** begin PAGE EXTRACT **
A story is told of a little girl who was asked to write an essay on "birth"
She went home and asked her mother how she had been born. Her mother, who was busy at the time, said "why
the stork brought you darling, and left you on the doorstep."
Continuing her research she asked her dad how he'd been born. Being in the middle of something very important,
her father similarly deflected the question by saying, "Oh I was found at the bottom of the garden. The fairies
brought me."
Finally the girl went and asked her grandmother how she had arrived. "I was picked from a gooseberry bush",
said the grandmother.
With this information the girl wrote her essay. When the teacher asked her later to read it in front of the class,
she stood up and began, "There has not been a natural birth in our family for three generations..."
"Beginnings" are always the hardest part. Ask any author who has written a bestseller. The art of choosing
just the right color, the perfect angle, or the precise note to start the symphony is essential since everything
builds on the first element of the foundation, and much that is unseen and unappreciated is essential for all that
is acclaimed and applauded later.
But perhaps nothing is more difficult than the concept of "beginning again," or of starting over.
When you have worked very hard at something really important only to have it all come to an abrupt end, or perhaps
found yourself suddenly alone after many years in a relationship or on a career path that defined for better or
worse who and what you were…all meaning seems gone. Even something like graduation can seem like a frightening
conclusion for many young people who must suddenly face the fact that a door has closed on at least one portion
of their known reality. Even for the strok victim it is not really the "re-learning" to do again, as
difficult and painful as that can be, it is overcoming the fact of how easy and natural it once was to lift a spoon,
raise a glass, or even swing one's feet over the side of the bed.
Some things cannot be replaced and no one relishes starting over, be it in the aftermath of a divorce, a death,
or a disaster. We sometimes forget however that there are really no alternatives, we begin again or we die. A crisis
in understanding and self-definition requires us to reinterpret the events of the past in a new light, and to move
boldly forward with a confidence inspired by faith. Easier said than done, and too often not done at all.
** end PAGE EXTRACT **
** begin GIVEN INFORMATION **
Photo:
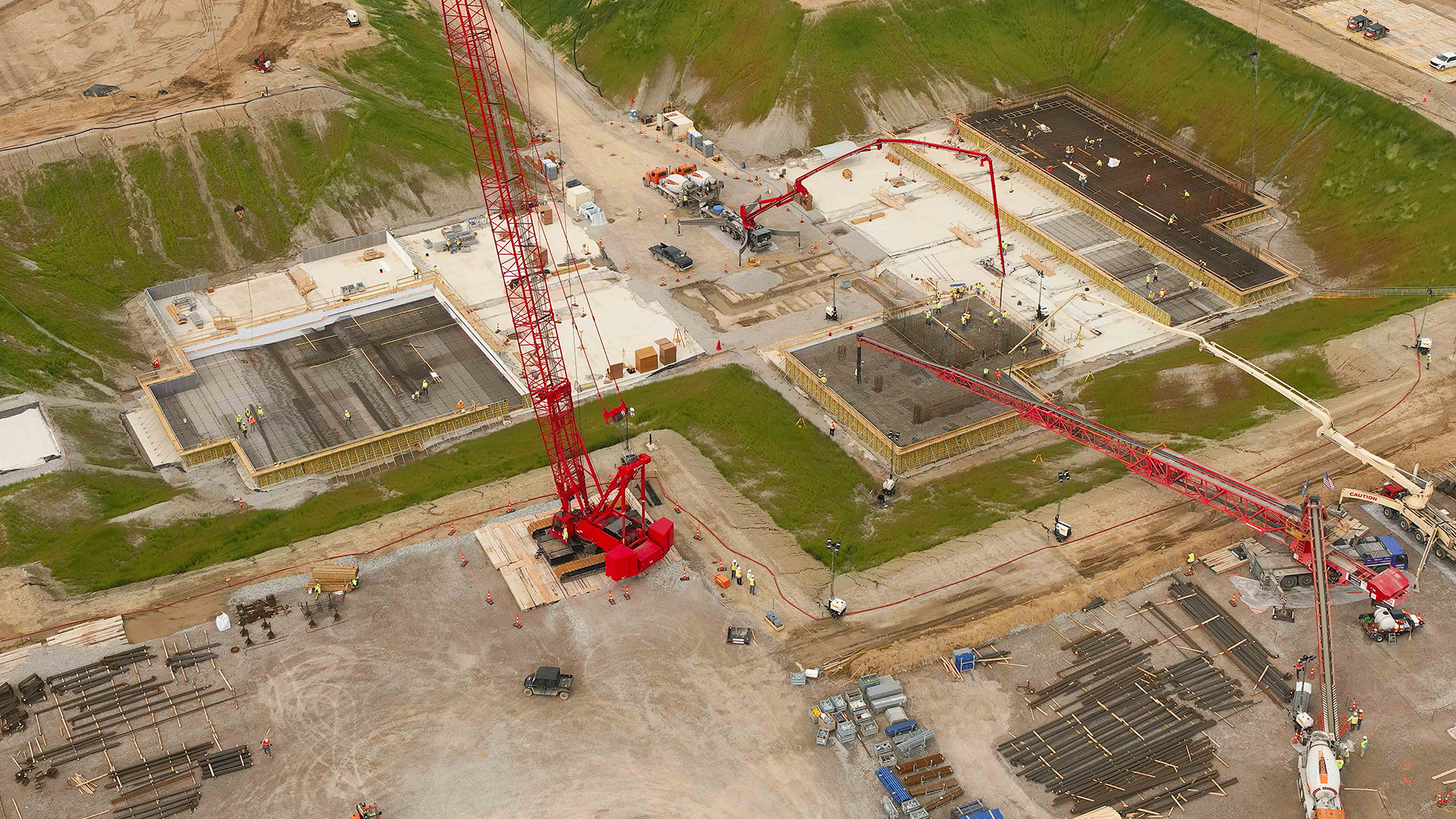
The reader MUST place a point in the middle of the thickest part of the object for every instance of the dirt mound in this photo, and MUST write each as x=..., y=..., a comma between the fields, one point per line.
** end GIVEN INFORMATION **
* _WORK TO COMPLETE_
(A) In the reflection on beginning again, what did the grandmother say she had been picked from?
(B) Carry on the reflection on beginning again from the point where it stops.

* _EXPECTED ANSWERS_
(A) A gooseberry bush.

(B)
The early Church went through a similar dilemma. At the Councils of Nicea and Constantinople the church decided
that the Christian concept of God should be more than the identifiable constructs of pagan mythology, more than
some idealized image that could be fitted neatly on the shelf of one's religious experience, even if that shelf
were invisible. They were departing in a sense from a strong foundation of two thousand years of Judaic history
and rejecting the pantheon of gods and goddesses who had presided over the world of their own time.
They decided that the Christian understanding of God should be seen as a "relationship" and not a being,
and a "relationship" that had to incorporate not only the way one interacted with the omnipresence of
the Hebrew life force but also the reality of the transcendent rabbi from Galilee who had revolutionized the world,
who was now gone and yet remained very much present with them.
Originally that relationship was named "Father, Son, and Holy Spirit." A choice of words many today now
experience as supporting patriarchy, the male dominance of the Church and the World, and consequently have rejected
those words though not the concept, as irrelevant and distasteful for the present age.
The Festival of the Holy Trinity was always something of an anomaly in the church's calendar. Unlike other major
feast days, this day celebrates a doctrine rather than a faith-event, and for that reason it presents problems
to preachers and congregants alike. An event is meant to be experienced, a doctrine can be pondered from the outside.
How can we make a celebration of this day, and prevent it from becoming a mere intellectual exercise?
In Western theology the explanation of the Trinity focused on three or four Latin terms: co-existence -- that all
three Persons of the Trinity exist together; co-inherence -- that all three Persons mutually indwell in one another;
consubstantiality -- that all three Persons share one Being; and circuminsession -- that all three Persons are
active in the activities of each one. This is pretty heady stuff and difficult to understand!
In the Eastern church, on the other hand, a more dynamic and easier to visualize term developed: perichoresis.
The prefix "peri-" means "around" and the term "choresis" means "dancing".
(The former is found in all sorts of English words today like "perimeter", "peridontal", "perinatal",
etc; the latter, in words like "choreography".) Thus, the Eastern Christian image of the Trinity is less
intellectual and philosophical -- it is a community of Persons dancing together: the Father dancing with the Spirit
and the Son.
That is an image that most anyone can relate to, if when your children were little, you danced with them, or if
when they were infants, you carried them on your shoulder while you danced to whatever music was playing at the
time. Most can remember a time when as they matured and were able to walk, your children stood on your feet while
you danced, so that their feet moved with yours. Eventually, they grew able to make up their own dance steps, or
to follow yours without stepping on your feet, and in time, you danced together. Sadly too many families have stopped
dancing together. The only time you see a father dance with his daughter, or a mother with her son is at that symbolic
wedding moment so many even confess to dreading.
As the Father dances with the Spirit and the Son, we danced with our children.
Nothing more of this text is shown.